### What you need to do
Pick out every line of the records below that contains the word "face" and copy each one.

### Recorded data
####################
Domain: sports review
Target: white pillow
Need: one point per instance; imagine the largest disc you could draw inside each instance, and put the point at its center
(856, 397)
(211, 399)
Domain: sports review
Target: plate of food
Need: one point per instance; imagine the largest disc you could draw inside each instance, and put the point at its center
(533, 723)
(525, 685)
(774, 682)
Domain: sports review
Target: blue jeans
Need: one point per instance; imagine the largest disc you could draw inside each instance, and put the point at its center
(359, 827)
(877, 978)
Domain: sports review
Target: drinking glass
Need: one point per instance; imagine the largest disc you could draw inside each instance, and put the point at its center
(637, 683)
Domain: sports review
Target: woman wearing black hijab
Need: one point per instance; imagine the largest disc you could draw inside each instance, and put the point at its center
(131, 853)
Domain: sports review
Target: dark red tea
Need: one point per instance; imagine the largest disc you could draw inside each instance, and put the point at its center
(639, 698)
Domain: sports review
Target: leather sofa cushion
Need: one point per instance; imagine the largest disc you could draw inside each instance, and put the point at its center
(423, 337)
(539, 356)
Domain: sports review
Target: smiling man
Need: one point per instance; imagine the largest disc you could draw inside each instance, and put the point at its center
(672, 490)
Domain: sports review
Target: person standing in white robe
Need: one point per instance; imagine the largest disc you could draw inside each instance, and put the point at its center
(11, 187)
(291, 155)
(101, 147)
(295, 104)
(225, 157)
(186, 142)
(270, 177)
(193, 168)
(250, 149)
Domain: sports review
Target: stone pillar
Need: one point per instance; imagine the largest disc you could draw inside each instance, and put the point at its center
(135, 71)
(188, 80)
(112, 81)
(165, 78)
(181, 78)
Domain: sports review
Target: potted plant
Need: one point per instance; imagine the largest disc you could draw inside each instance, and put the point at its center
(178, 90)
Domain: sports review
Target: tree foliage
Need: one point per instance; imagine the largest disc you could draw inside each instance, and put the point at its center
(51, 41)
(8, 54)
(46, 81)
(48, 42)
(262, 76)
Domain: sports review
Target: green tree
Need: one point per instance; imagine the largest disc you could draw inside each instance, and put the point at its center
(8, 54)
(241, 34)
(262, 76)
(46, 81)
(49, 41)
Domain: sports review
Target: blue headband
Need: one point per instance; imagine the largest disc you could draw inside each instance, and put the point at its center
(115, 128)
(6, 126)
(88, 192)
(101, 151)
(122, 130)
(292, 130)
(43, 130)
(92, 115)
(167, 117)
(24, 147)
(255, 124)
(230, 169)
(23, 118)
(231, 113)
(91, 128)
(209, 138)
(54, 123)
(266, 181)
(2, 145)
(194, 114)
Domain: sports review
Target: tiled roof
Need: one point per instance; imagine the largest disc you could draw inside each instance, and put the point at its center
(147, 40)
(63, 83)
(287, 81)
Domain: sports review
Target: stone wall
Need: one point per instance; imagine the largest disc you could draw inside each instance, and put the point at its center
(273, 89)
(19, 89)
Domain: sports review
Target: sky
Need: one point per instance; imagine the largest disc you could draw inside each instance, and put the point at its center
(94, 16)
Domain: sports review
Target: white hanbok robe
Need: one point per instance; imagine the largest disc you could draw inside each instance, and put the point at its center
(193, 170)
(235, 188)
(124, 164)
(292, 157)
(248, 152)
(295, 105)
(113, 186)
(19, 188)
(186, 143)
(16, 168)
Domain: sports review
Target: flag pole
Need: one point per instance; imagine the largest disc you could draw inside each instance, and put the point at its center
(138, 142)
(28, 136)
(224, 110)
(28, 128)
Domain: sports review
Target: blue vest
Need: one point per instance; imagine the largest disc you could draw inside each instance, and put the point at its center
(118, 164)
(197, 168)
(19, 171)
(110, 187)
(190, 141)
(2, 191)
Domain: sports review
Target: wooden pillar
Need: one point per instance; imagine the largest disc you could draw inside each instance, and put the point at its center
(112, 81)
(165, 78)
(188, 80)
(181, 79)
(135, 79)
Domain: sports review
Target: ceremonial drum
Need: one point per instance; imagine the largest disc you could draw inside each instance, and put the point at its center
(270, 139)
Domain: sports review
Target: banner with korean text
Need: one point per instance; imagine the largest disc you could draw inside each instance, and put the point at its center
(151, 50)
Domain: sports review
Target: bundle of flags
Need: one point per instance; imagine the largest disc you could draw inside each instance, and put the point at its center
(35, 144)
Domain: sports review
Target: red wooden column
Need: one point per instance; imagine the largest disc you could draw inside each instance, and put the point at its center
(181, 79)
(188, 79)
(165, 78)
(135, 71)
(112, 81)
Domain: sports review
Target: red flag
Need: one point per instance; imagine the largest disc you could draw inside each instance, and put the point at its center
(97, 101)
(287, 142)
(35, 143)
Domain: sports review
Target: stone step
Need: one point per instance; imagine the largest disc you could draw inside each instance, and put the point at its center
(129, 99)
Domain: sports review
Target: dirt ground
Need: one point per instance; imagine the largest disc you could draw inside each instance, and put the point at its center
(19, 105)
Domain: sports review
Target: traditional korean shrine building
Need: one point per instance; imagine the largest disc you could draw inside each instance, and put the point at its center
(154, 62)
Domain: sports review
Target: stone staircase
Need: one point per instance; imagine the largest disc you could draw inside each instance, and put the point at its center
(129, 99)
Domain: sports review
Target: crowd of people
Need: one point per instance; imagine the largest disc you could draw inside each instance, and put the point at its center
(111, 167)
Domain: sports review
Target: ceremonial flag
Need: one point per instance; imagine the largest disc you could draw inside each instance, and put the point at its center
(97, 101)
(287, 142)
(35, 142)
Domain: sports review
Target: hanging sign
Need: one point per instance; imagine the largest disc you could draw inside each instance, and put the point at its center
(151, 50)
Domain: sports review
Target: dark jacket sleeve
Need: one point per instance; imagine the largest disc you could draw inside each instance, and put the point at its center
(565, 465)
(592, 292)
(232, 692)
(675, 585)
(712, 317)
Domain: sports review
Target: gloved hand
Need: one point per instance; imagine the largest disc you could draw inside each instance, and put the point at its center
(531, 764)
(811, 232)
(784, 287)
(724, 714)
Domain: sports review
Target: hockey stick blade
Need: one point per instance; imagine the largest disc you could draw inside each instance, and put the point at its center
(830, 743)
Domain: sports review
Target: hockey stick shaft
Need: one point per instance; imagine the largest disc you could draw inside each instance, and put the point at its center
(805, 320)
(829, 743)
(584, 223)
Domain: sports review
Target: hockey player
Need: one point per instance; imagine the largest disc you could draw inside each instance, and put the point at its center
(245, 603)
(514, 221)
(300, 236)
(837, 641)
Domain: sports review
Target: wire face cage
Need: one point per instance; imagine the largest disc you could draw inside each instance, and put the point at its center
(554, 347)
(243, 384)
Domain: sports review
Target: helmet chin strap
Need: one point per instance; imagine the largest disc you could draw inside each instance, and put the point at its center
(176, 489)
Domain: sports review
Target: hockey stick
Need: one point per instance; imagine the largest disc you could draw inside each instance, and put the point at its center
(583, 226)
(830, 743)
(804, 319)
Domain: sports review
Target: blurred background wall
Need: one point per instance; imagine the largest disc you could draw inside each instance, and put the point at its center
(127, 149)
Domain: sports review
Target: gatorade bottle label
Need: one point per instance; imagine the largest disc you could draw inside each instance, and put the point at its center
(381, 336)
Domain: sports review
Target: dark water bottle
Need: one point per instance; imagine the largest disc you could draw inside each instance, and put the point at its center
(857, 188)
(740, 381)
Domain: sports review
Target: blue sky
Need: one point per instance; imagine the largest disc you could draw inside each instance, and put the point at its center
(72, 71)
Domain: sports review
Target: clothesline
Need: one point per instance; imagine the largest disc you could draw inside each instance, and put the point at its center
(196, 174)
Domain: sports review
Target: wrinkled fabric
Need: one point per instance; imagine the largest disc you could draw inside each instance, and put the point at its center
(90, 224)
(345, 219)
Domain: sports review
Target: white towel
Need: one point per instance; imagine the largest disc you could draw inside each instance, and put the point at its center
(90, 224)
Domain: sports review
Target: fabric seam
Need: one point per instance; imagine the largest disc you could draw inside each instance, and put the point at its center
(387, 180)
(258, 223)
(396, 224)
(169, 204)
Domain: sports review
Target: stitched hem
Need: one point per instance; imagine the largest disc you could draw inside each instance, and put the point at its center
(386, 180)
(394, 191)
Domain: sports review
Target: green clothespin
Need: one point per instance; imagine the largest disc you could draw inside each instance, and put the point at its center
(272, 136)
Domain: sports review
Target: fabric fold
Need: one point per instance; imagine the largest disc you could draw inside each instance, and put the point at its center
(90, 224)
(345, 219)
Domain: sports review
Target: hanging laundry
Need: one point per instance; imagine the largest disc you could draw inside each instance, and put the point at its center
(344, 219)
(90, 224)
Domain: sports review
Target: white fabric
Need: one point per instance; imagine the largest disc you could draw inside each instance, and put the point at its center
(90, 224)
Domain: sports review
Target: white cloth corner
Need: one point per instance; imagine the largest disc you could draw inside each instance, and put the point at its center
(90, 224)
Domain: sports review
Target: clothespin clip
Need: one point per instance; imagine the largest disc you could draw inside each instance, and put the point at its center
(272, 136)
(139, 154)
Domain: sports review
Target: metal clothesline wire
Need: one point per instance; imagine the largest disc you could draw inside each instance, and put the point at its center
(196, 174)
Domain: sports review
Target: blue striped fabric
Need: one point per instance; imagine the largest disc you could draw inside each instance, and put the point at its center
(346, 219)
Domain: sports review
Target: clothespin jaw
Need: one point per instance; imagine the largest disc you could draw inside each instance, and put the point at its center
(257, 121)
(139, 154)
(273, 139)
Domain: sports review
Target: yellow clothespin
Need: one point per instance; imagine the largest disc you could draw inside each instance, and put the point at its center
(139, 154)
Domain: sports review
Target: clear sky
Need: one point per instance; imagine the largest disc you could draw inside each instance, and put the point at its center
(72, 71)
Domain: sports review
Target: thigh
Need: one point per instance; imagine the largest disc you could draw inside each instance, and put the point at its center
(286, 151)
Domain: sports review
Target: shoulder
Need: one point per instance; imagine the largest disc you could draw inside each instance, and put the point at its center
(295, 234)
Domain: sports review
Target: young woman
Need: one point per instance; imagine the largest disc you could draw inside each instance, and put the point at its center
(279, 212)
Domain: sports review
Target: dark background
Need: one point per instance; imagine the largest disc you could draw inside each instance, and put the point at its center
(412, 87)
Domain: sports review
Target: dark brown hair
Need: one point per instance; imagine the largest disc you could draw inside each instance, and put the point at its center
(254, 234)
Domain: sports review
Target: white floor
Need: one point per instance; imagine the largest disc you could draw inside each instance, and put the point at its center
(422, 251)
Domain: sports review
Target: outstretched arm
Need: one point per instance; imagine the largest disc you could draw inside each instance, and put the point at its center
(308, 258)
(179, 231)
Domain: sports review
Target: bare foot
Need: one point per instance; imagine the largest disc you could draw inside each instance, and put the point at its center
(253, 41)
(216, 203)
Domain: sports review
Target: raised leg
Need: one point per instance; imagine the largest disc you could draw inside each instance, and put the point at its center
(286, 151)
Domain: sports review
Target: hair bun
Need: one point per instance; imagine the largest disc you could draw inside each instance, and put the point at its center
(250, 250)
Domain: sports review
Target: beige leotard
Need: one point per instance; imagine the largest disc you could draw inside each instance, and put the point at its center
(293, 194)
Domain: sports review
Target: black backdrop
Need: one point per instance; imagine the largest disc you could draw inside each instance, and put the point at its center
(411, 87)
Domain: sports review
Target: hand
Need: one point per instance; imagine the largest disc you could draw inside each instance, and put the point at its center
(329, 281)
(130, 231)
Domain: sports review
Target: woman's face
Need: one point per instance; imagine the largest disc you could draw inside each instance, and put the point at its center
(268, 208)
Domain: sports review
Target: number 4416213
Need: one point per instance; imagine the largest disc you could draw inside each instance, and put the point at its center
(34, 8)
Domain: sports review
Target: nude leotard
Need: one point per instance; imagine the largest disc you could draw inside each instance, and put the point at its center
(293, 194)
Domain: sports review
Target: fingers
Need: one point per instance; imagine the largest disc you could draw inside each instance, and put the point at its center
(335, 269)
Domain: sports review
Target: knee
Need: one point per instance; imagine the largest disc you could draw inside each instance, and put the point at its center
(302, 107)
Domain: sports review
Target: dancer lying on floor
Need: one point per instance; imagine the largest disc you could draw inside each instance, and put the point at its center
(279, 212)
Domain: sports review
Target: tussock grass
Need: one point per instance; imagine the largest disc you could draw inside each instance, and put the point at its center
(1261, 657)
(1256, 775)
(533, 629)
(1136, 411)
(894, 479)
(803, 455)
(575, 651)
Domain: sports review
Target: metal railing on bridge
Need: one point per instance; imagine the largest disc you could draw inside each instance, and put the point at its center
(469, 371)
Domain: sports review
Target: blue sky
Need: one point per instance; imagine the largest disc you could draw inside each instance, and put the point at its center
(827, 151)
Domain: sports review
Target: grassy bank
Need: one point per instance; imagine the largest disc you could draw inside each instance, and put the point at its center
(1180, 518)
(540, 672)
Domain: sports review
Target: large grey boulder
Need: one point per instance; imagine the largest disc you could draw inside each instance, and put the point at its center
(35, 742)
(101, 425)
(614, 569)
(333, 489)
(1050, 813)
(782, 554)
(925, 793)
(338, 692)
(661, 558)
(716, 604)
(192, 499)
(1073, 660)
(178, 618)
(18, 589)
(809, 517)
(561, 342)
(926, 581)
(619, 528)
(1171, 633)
####################
### Full response
Target: wire face cage
Target: woman's face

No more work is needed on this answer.